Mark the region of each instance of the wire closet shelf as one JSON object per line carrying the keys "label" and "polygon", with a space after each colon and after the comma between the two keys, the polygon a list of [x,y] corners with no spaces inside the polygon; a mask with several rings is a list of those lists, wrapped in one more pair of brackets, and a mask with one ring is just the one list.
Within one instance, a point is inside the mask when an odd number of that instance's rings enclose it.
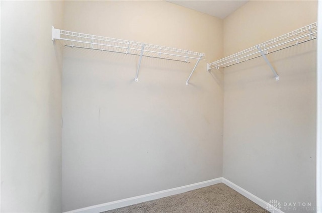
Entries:
{"label": "wire closet shelf", "polygon": [[219,68],[227,67],[263,56],[275,75],[276,80],[278,80],[278,75],[269,63],[266,55],[316,39],[317,28],[316,22],[314,22],[217,61],[207,63],[207,69],[208,71],[213,68],[219,69]]}
{"label": "wire closet shelf", "polygon": [[53,41],[54,39],[59,40],[64,46],[139,56],[138,66],[135,75],[135,81],[138,81],[138,72],[142,57],[184,63],[190,63],[190,60],[192,59],[196,60],[196,64],[186,82],[186,85],[189,84],[189,80],[200,60],[205,60],[203,58],[205,57],[204,53],[141,42],[67,31],[55,29],[53,27]]}

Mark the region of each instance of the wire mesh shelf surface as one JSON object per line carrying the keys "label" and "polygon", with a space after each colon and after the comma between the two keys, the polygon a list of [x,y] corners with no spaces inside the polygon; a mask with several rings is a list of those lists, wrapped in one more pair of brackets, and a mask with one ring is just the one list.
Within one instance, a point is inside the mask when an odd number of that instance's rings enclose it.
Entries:
{"label": "wire mesh shelf surface", "polygon": [[171,61],[190,63],[190,59],[196,59],[195,66],[190,73],[186,85],[196,69],[200,60],[205,60],[205,54],[172,47],[164,47],[132,41],[76,33],[55,29],[52,27],[52,40],[59,40],[65,46],[108,51],[139,56],[139,63],[135,75],[138,75],[142,57],[148,57]]}
{"label": "wire mesh shelf surface", "polygon": [[316,22],[271,39],[258,45],[207,64],[208,70],[214,68],[226,67],[253,58],[297,45],[314,39],[317,36]]}
{"label": "wire mesh shelf surface", "polygon": [[[60,40],[65,46],[95,49],[127,54],[162,58],[189,62],[190,59],[199,59],[204,53],[132,41],[98,36],[93,35],[60,30]],[[201,60],[204,60],[201,58]]]}

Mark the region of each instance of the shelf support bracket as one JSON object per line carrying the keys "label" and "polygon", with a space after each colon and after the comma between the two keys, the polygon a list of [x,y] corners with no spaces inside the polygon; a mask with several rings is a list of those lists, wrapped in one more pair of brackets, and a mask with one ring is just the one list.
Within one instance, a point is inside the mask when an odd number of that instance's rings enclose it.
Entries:
{"label": "shelf support bracket", "polygon": [[54,26],[52,26],[51,39],[53,41],[54,41],[54,39],[60,39],[60,30],[55,29]]}
{"label": "shelf support bracket", "polygon": [[262,56],[263,56],[263,58],[264,58],[264,60],[265,60],[266,63],[267,64],[268,66],[270,67],[271,70],[274,73],[274,75],[275,76],[275,80],[278,80],[279,79],[279,77],[278,76],[278,75],[277,74],[277,73],[275,71],[274,67],[273,67],[273,66],[272,66],[271,62],[270,62],[270,61],[268,60],[268,59],[265,55],[265,53],[264,53],[264,51],[262,50],[262,49],[261,49],[260,47],[258,47],[257,49],[258,49],[258,50],[260,51],[260,53],[261,53],[261,55],[262,55]]}
{"label": "shelf support bracket", "polygon": [[196,64],[195,65],[195,67],[193,68],[193,69],[192,70],[192,71],[191,71],[191,73],[190,73],[190,75],[189,75],[189,77],[188,78],[188,80],[187,80],[187,81],[186,81],[186,85],[189,85],[189,80],[190,80],[190,78],[191,77],[191,75],[192,75],[192,74],[193,73],[193,72],[195,71],[195,69],[196,69],[196,67],[197,67],[197,65],[199,63],[199,61],[200,61],[200,59],[201,59],[202,57],[202,56],[200,56],[199,58],[198,59],[198,61],[197,61],[197,62],[196,63]]}
{"label": "shelf support bracket", "polygon": [[138,65],[138,66],[137,67],[137,70],[136,70],[136,74],[135,75],[135,81],[136,82],[138,81],[137,77],[139,75],[139,70],[140,70],[140,66],[141,66],[141,61],[142,60],[142,56],[143,55],[143,53],[144,51],[145,46],[145,44],[143,44],[142,45],[142,49],[141,49],[141,54],[140,54],[140,59],[139,59],[139,65]]}

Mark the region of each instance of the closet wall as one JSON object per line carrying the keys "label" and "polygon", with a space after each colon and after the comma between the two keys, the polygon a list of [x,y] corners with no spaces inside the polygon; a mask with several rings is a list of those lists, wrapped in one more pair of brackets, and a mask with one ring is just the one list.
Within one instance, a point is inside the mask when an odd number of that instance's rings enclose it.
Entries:
{"label": "closet wall", "polygon": [[[316,1],[251,1],[224,20],[224,55],[316,22]],[[268,55],[278,81],[262,58],[225,69],[223,177],[267,202],[314,206],[316,41]]]}
{"label": "closet wall", "polygon": [[[222,56],[222,21],[164,1],[65,3],[67,30]],[[222,176],[222,73],[65,48],[63,210]]]}
{"label": "closet wall", "polygon": [[62,1],[1,1],[1,212],[61,212]]}

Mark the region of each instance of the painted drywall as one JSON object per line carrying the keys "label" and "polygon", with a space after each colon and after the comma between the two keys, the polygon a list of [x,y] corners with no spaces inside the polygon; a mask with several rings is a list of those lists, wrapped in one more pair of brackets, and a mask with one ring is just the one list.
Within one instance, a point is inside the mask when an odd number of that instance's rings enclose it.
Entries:
{"label": "painted drywall", "polygon": [[[224,20],[225,56],[314,22],[316,12],[315,1],[251,1]],[[261,58],[224,70],[223,176],[285,212],[315,212],[301,208],[315,203],[316,45],[268,55],[278,81]]]}
{"label": "painted drywall", "polygon": [[[68,1],[64,29],[222,56],[222,21],[164,1]],[[222,176],[222,73],[66,47],[63,211]]]}
{"label": "painted drywall", "polygon": [[61,212],[63,2],[1,2],[1,212]]}

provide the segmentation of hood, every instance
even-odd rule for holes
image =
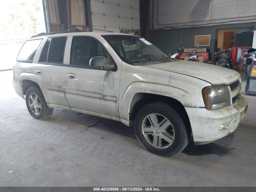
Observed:
[[[234,70],[199,62],[178,60],[141,66],[191,76],[212,84],[230,84],[240,77]]]

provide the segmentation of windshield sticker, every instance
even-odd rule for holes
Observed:
[[[152,45],[152,44],[151,44],[149,42],[148,42],[148,41],[147,41],[146,39],[145,39],[144,38],[142,38],[141,39],[140,39],[140,40],[141,41],[144,42],[145,43],[146,43],[147,45]]]

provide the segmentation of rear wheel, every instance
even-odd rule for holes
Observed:
[[[134,130],[141,145],[150,152],[174,156],[188,143],[182,118],[171,106],[162,102],[147,104],[138,112]]]
[[[26,103],[28,112],[36,119],[45,119],[53,112],[53,108],[47,106],[42,92],[36,86],[30,87],[27,90]]]

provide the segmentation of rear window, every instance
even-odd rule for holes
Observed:
[[[32,63],[42,39],[29,40],[26,41],[20,51],[17,60]]]

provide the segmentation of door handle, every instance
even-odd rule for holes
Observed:
[[[72,73],[69,73],[68,74],[68,78],[70,79],[75,79],[76,76],[75,74],[72,74]]]
[[[36,70],[36,74],[40,75],[42,74],[42,71],[41,70]]]

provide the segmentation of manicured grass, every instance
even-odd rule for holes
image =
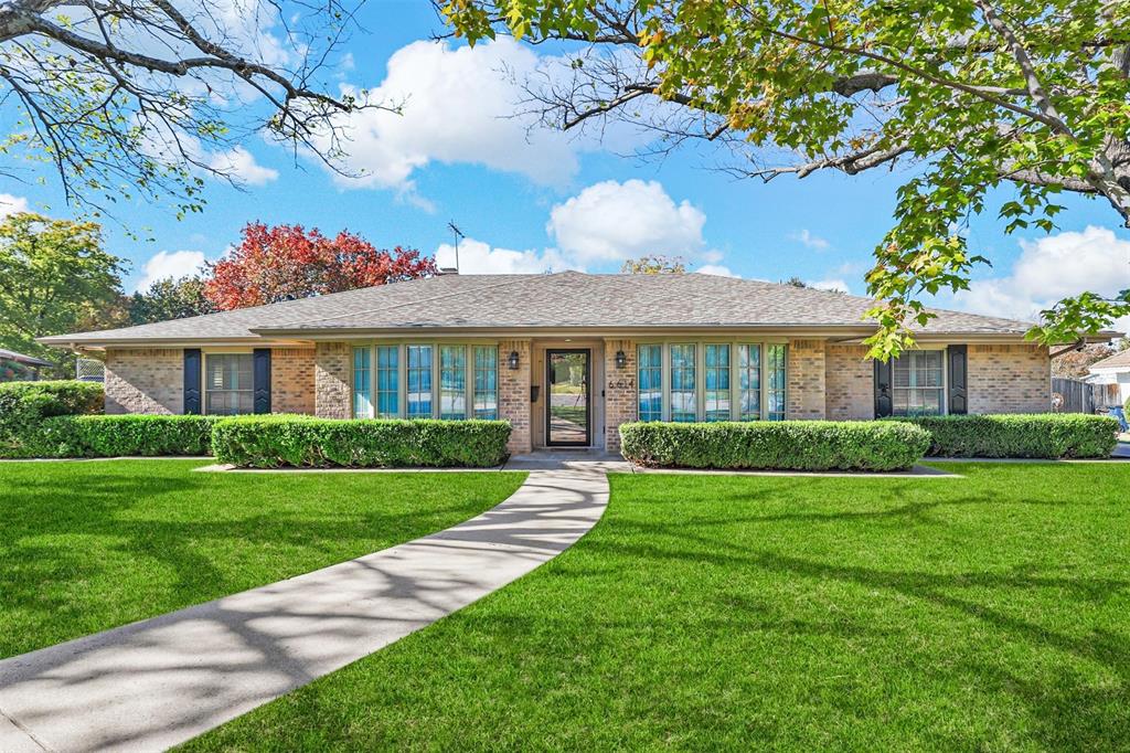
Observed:
[[[1130,466],[614,476],[530,575],[197,751],[1114,750]]]
[[[523,474],[214,474],[0,462],[0,657],[235,594],[471,518]]]

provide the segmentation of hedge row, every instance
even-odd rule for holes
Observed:
[[[489,467],[506,459],[505,421],[332,421],[246,416],[218,423],[212,452],[245,468]]]
[[[211,455],[223,416],[55,416],[26,432],[23,457],[116,458]]]
[[[629,423],[620,440],[642,466],[779,470],[903,470],[930,444],[918,426],[862,421]]]
[[[1081,413],[922,416],[887,423],[921,426],[938,458],[1109,458],[1119,422]]]

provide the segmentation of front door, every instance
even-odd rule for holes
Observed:
[[[546,350],[546,444],[589,447],[592,444],[592,406],[589,399],[591,350],[570,348]]]

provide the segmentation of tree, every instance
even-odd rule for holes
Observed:
[[[205,295],[205,280],[197,276],[159,279],[145,293],[131,295],[128,303],[130,324],[199,317],[214,311],[216,306]]]
[[[121,296],[123,270],[95,223],[9,216],[0,222],[0,346],[62,363],[35,338],[99,321]]]
[[[240,245],[208,272],[205,296],[227,311],[427,277],[436,267],[415,249],[379,250],[348,231],[327,237],[302,225],[250,223]]]
[[[687,271],[683,257],[664,257],[660,254],[625,259],[621,272],[632,275],[681,275]]]
[[[972,215],[1050,232],[1057,194],[1075,192],[1130,226],[1127,2],[451,0],[442,10],[472,43],[501,31],[583,43],[566,76],[529,85],[528,105],[558,127],[619,119],[669,144],[706,140],[737,155],[731,172],[764,181],[912,166],[867,275],[879,357],[930,319],[920,297],[967,288],[986,261],[963,233]],[[992,192],[1001,185],[1014,196]],[[1075,339],[1130,313],[1130,292],[1084,292],[1043,313],[1031,336]]]
[[[325,92],[351,28],[340,0],[7,0],[0,87],[9,159],[50,163],[68,202],[202,206],[202,175],[237,181],[231,148],[262,132],[330,164],[337,116],[383,107]],[[18,175],[15,162],[0,173]]]

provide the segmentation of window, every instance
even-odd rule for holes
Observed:
[[[476,418],[498,417],[498,348],[493,345],[475,347]]]
[[[730,421],[730,346],[705,346],[706,421]]]
[[[376,347],[376,413],[381,418],[400,415],[400,348]]]
[[[785,417],[785,349],[783,345],[770,345],[766,347],[767,363],[766,376],[768,380],[768,392],[766,392],[765,410],[770,421],[784,421]]]
[[[894,415],[933,416],[941,413],[942,361],[941,350],[913,350],[895,358],[890,396]]]
[[[663,346],[641,345],[636,358],[640,363],[640,421],[662,421]]]
[[[409,345],[408,417],[432,417],[432,346]]]
[[[467,417],[467,348],[440,347],[440,417]]]
[[[367,346],[354,348],[354,418],[373,417],[371,355]]]
[[[695,346],[671,346],[671,421],[697,421]]]
[[[762,417],[762,346],[738,346],[738,418]]]
[[[253,413],[251,354],[208,354],[205,363],[205,410],[219,416]]]

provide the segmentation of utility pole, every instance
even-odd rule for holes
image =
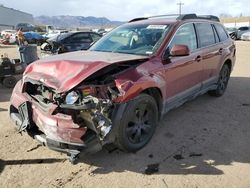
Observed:
[[[180,1],[179,3],[177,3],[177,5],[179,6],[179,15],[181,15],[181,7],[184,5],[184,3]]]

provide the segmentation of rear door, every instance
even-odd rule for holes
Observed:
[[[202,83],[203,88],[210,86],[217,81],[216,69],[221,61],[223,45],[214,26],[209,22],[195,23],[198,35],[198,48],[202,59]]]
[[[187,45],[190,55],[170,56],[169,62],[164,65],[168,105],[181,101],[201,89],[202,62],[200,52],[197,51],[198,43],[193,23],[180,26],[169,43],[167,51],[177,44]]]

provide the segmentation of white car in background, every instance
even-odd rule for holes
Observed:
[[[241,40],[249,40],[250,41],[250,32],[243,33],[240,37]]]

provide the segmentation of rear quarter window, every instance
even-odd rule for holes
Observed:
[[[215,24],[215,29],[219,35],[219,38],[220,38],[220,41],[225,41],[228,39],[228,34],[227,32],[225,31],[225,29],[219,25],[219,24]]]
[[[199,37],[199,47],[215,44],[214,31],[210,23],[196,23],[195,27]]]

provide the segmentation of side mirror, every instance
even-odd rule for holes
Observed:
[[[176,44],[170,50],[171,56],[188,56],[189,54],[190,50],[187,45]]]

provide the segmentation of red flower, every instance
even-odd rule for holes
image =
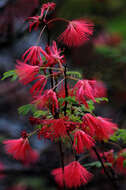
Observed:
[[[46,54],[43,54],[47,60],[46,67],[54,66],[55,64],[63,63],[63,55],[60,55],[61,50],[57,48],[56,42],[53,41],[52,47],[46,47]],[[61,65],[60,65],[61,66]]]
[[[28,138],[4,140],[3,144],[7,154],[25,164],[34,163],[38,159],[38,153],[30,147]]]
[[[117,172],[126,174],[126,148],[118,153],[118,157],[115,161],[115,168]]]
[[[34,96],[39,96],[43,92],[43,89],[47,83],[47,79],[44,75],[39,75],[35,79],[39,80],[32,86],[32,88],[30,89],[30,93]]]
[[[112,123],[110,119],[85,114],[83,129],[98,140],[107,140],[117,130],[117,125]]]
[[[59,36],[67,46],[80,46],[93,34],[93,23],[86,20],[73,20],[69,22],[66,30]]]
[[[19,80],[24,85],[34,80],[34,77],[39,72],[39,66],[31,66],[17,60],[16,73],[19,76]]]
[[[79,103],[83,103],[87,108],[88,104],[85,98],[96,102],[93,88],[95,84],[95,80],[79,80],[73,88],[73,91],[75,91],[76,99],[79,101]]]
[[[45,54],[44,50],[40,46],[32,46],[23,54],[22,59],[24,59],[25,63],[29,61],[31,65],[41,66],[43,62],[41,53]]]
[[[44,15],[44,11],[45,10],[54,10],[55,9],[55,7],[56,7],[56,4],[55,3],[53,3],[53,2],[49,2],[49,3],[44,3],[43,5],[42,5],[42,8],[41,8],[41,17],[43,17],[43,15]],[[46,13],[47,14],[47,13]]]
[[[107,152],[100,153],[100,156],[102,157],[104,162],[109,162],[113,164],[114,162],[114,150],[109,150]]]
[[[58,109],[56,93],[52,89],[46,90],[42,96],[37,96],[32,104],[35,104],[38,109],[49,108],[49,105],[52,105],[53,113],[55,108]]]
[[[65,183],[66,187],[79,187],[85,185],[92,178],[92,174],[88,172],[79,162],[74,161],[64,167],[64,173],[62,168],[54,169],[52,175],[55,177],[56,182],[63,186]],[[64,183],[63,183],[64,182]]]
[[[77,130],[74,134],[74,148],[76,149],[77,153],[83,153],[84,149],[90,149],[92,146],[94,146],[94,140],[91,136],[86,134],[82,130]]]
[[[82,129],[91,136],[95,135],[95,125],[97,123],[96,117],[87,113],[83,116]]]
[[[44,136],[51,140],[67,135],[66,126],[63,119],[51,119],[44,122],[44,126],[39,132],[39,137]]]

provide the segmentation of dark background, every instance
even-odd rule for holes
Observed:
[[[0,1],[0,76],[15,68],[16,59],[36,43],[38,31],[29,33],[24,19],[40,13],[42,0]],[[108,104],[96,106],[96,113],[112,118],[120,128],[126,126],[126,1],[125,0],[57,0],[56,10],[48,15],[67,19],[87,18],[95,23],[94,35],[79,48],[65,50],[69,68],[80,71],[84,78],[103,81],[109,97]],[[50,28],[51,40],[57,39],[64,28],[58,24]],[[45,46],[46,35],[40,45]],[[61,46],[61,44],[59,44]],[[21,130],[32,130],[28,117],[19,116],[19,106],[29,103],[30,95],[25,86],[10,80],[0,81],[0,160],[8,175],[1,178],[0,189],[42,190],[57,189],[50,175],[59,167],[59,155],[55,144],[31,140],[40,152],[40,160],[34,166],[24,168],[18,161],[5,155],[2,141],[19,138]],[[66,151],[66,160],[71,154]],[[95,177],[87,185],[89,190],[111,189],[106,177],[93,170]],[[100,176],[100,177],[99,177]],[[104,182],[104,185],[103,185]],[[125,180],[120,178],[120,189],[125,189]],[[82,188],[84,189],[84,188]]]

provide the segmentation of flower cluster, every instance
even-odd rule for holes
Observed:
[[[50,23],[60,21],[60,18],[49,21],[46,18],[54,9],[53,2],[43,4],[39,16],[28,18],[30,31],[43,25],[39,40]],[[80,46],[93,34],[91,21],[64,19],[64,22],[67,22],[67,28],[58,40],[67,46]],[[76,161],[72,160],[66,166],[62,163],[62,168],[54,169],[52,175],[60,186],[76,188],[85,185],[93,175],[77,161],[77,155],[91,152],[97,141],[109,140],[118,128],[110,119],[96,116],[93,112],[97,99],[106,96],[105,87],[99,81],[80,79],[76,72],[68,71],[65,55],[56,41],[48,43],[44,49],[35,45],[26,50],[22,60],[17,60],[15,74],[22,85],[32,85],[32,100],[28,105],[34,109],[29,120],[36,128],[29,134],[23,132],[19,139],[4,140],[6,153],[30,164],[38,159],[38,153],[29,144],[31,135],[37,134],[39,139],[50,139],[60,145],[65,142],[71,146]],[[70,80],[74,81],[72,85]],[[63,162],[64,158],[61,160]],[[117,160],[117,165],[120,162]]]

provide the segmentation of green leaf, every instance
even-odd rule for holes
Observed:
[[[36,111],[36,108],[33,104],[26,104],[24,106],[21,106],[18,108],[18,112],[19,114],[22,114],[22,115],[26,115],[28,114],[29,112],[35,112]]]
[[[66,72],[67,76],[72,76],[74,78],[82,78],[81,73],[77,72],[77,71],[67,71]]]
[[[96,162],[91,162],[89,164],[84,164],[84,167],[97,167],[97,168],[100,168],[101,167],[101,162],[96,161]]]
[[[42,111],[42,110],[37,110],[34,112],[33,116],[38,118],[40,116],[46,116],[48,114],[48,111]]]
[[[4,80],[4,79],[9,78],[9,77],[11,77],[11,81],[14,81],[17,79],[18,76],[17,76],[15,70],[10,70],[10,71],[5,72],[3,74],[3,77],[1,80]]]
[[[110,137],[110,140],[115,142],[122,140],[123,143],[126,143],[126,129],[118,129],[118,131]]]
[[[74,96],[73,97],[68,96],[66,98],[59,98],[58,101],[60,104],[63,104],[65,101],[67,101],[68,103],[71,103],[71,104],[77,104],[77,101],[75,100]]]

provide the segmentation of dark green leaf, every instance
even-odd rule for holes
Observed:
[[[1,80],[4,80],[4,79],[9,78],[9,77],[11,77],[11,80],[12,80],[12,81],[14,81],[14,80],[17,79],[18,76],[17,76],[15,70],[10,70],[10,71],[5,72],[5,73],[3,74],[3,77],[2,77]]]

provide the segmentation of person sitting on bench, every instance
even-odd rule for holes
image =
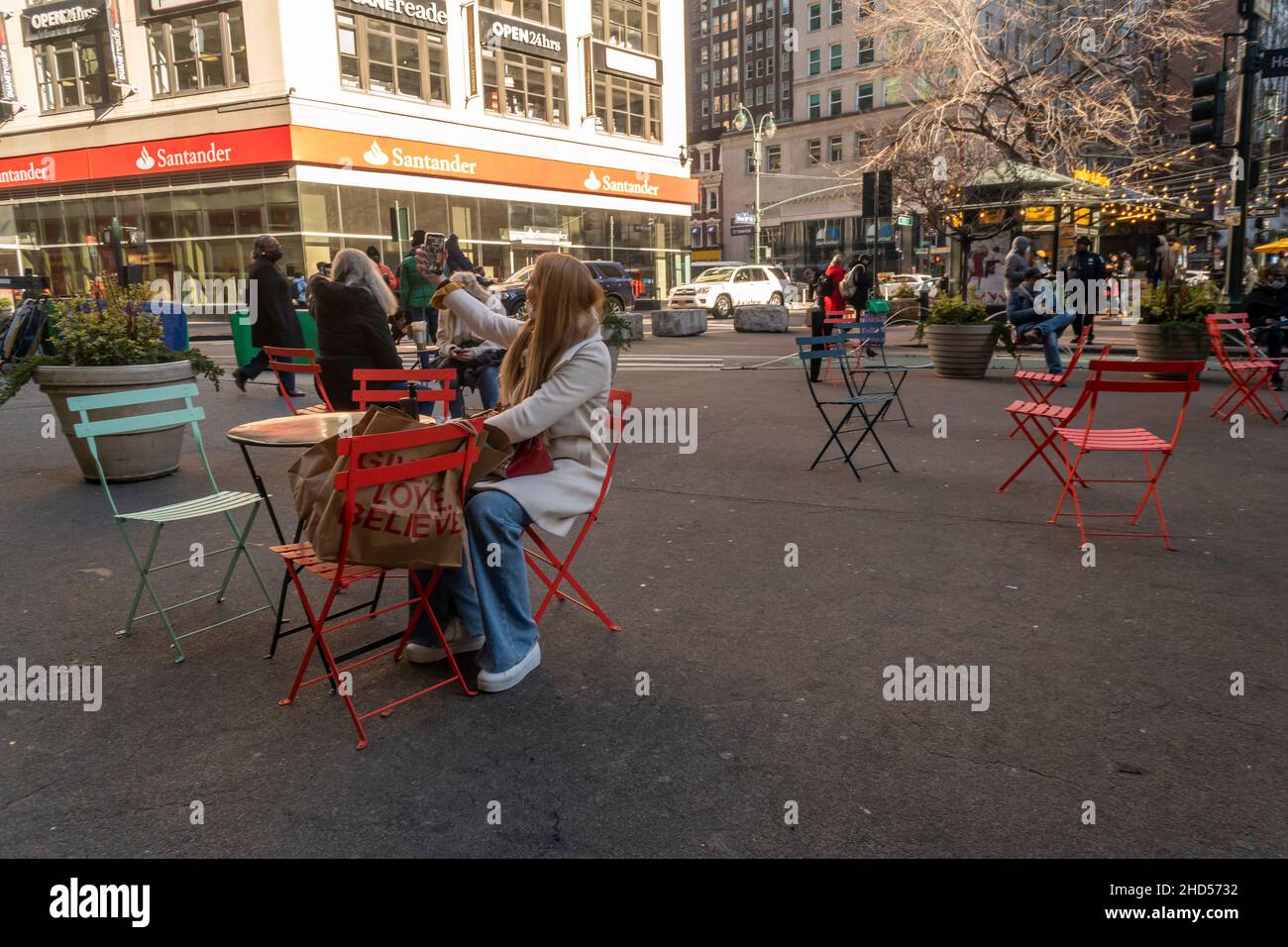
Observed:
[[[1034,289],[1042,271],[1029,267],[1024,271],[1024,278],[1011,290],[1006,300],[1006,320],[1015,326],[1015,344],[1023,345],[1030,340],[1029,336],[1041,336],[1042,348],[1046,352],[1047,371],[1059,375],[1064,371],[1060,362],[1060,332],[1073,322],[1073,313],[1046,312],[1046,305],[1039,305],[1041,299],[1036,298]],[[1056,308],[1063,308],[1056,304]]]

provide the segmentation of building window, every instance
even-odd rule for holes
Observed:
[[[563,4],[564,0],[479,0],[479,6],[484,10],[531,19],[555,30],[563,30]]]
[[[488,111],[567,125],[567,100],[563,63],[483,49],[483,104]]]
[[[54,40],[35,45],[32,52],[43,112],[66,112],[103,103],[109,79],[103,73],[109,67],[98,58],[98,46],[93,41],[81,45],[73,37]]]
[[[662,140],[662,90],[621,76],[595,76],[595,115],[611,135]]]
[[[346,89],[447,102],[447,50],[428,30],[336,13],[340,85]]]
[[[246,85],[241,6],[148,23],[155,97]]]
[[[592,0],[591,35],[611,46],[625,46],[658,55],[661,49],[658,6],[658,0]]]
• • • • • • •
■ **Objective**
Copy the records verbatim from the line containing "Mark the region of each instance of the painted" up to and including the line containing "[[[36,70],[36,74],[40,75],[42,74],[42,71],[41,70]]]", omitting the pictures.

■ **Full solution**
Mark the region of each instance of the painted drywall as one JSON object per line carrying the keys "label" and "polygon", with a space after each colon and after the comma between the two keys, the polygon a list of [x,y] corners with no spaces inside the polygon; a mask with several rings is a list of those lists, wrapped in one more pair of brackets, and a mask with one ring is just the one list.
Within one instance, a point is inside the mask when an odd number of that instance's rings enclose it.
Entries:
{"label": "painted drywall", "polygon": [[[224,20],[225,56],[314,22],[316,12],[315,1],[251,1]],[[261,58],[224,70],[223,176],[285,212],[315,212],[301,208],[315,203],[316,45],[268,55],[278,81]]]}
{"label": "painted drywall", "polygon": [[[68,1],[64,29],[222,56],[222,21],[164,1]],[[222,176],[222,73],[66,47],[63,211]]]}
{"label": "painted drywall", "polygon": [[61,212],[63,2],[1,2],[1,212]]}

provide the segmentation of hood, every instance
even-odd rule for holes
image =
Observed:
[[[234,70],[199,62],[178,60],[141,66],[191,76],[212,84],[230,84],[240,77]]]

provide the segmentation of windshield sticker, every instance
even-odd rule for holes
Observed:
[[[152,45],[152,44],[151,44],[149,42],[148,42],[148,41],[147,41],[146,39],[145,39],[144,38],[142,38],[141,39],[140,39],[140,40],[141,41],[144,42],[145,43],[146,43],[147,45]]]

provide the segmentation of rear wheel, every instance
even-odd rule for holes
Observed:
[[[134,130],[141,145],[150,152],[174,156],[188,143],[182,118],[171,106],[162,102],[147,104],[138,112]]]
[[[26,103],[28,112],[36,119],[45,119],[53,112],[53,108],[47,106],[42,92],[36,86],[30,87],[27,90]]]

provide the segmentation of rear window, every instance
even-odd rule for holes
Observed:
[[[32,63],[42,39],[29,40],[26,41],[20,51],[17,60]]]

provide the segmentation of door handle, every instance
even-odd rule for holes
Observed:
[[[72,73],[69,73],[68,74],[68,78],[70,79],[75,79],[76,76],[75,74],[72,74]]]
[[[36,70],[36,74],[40,75],[42,74],[42,71],[41,70]]]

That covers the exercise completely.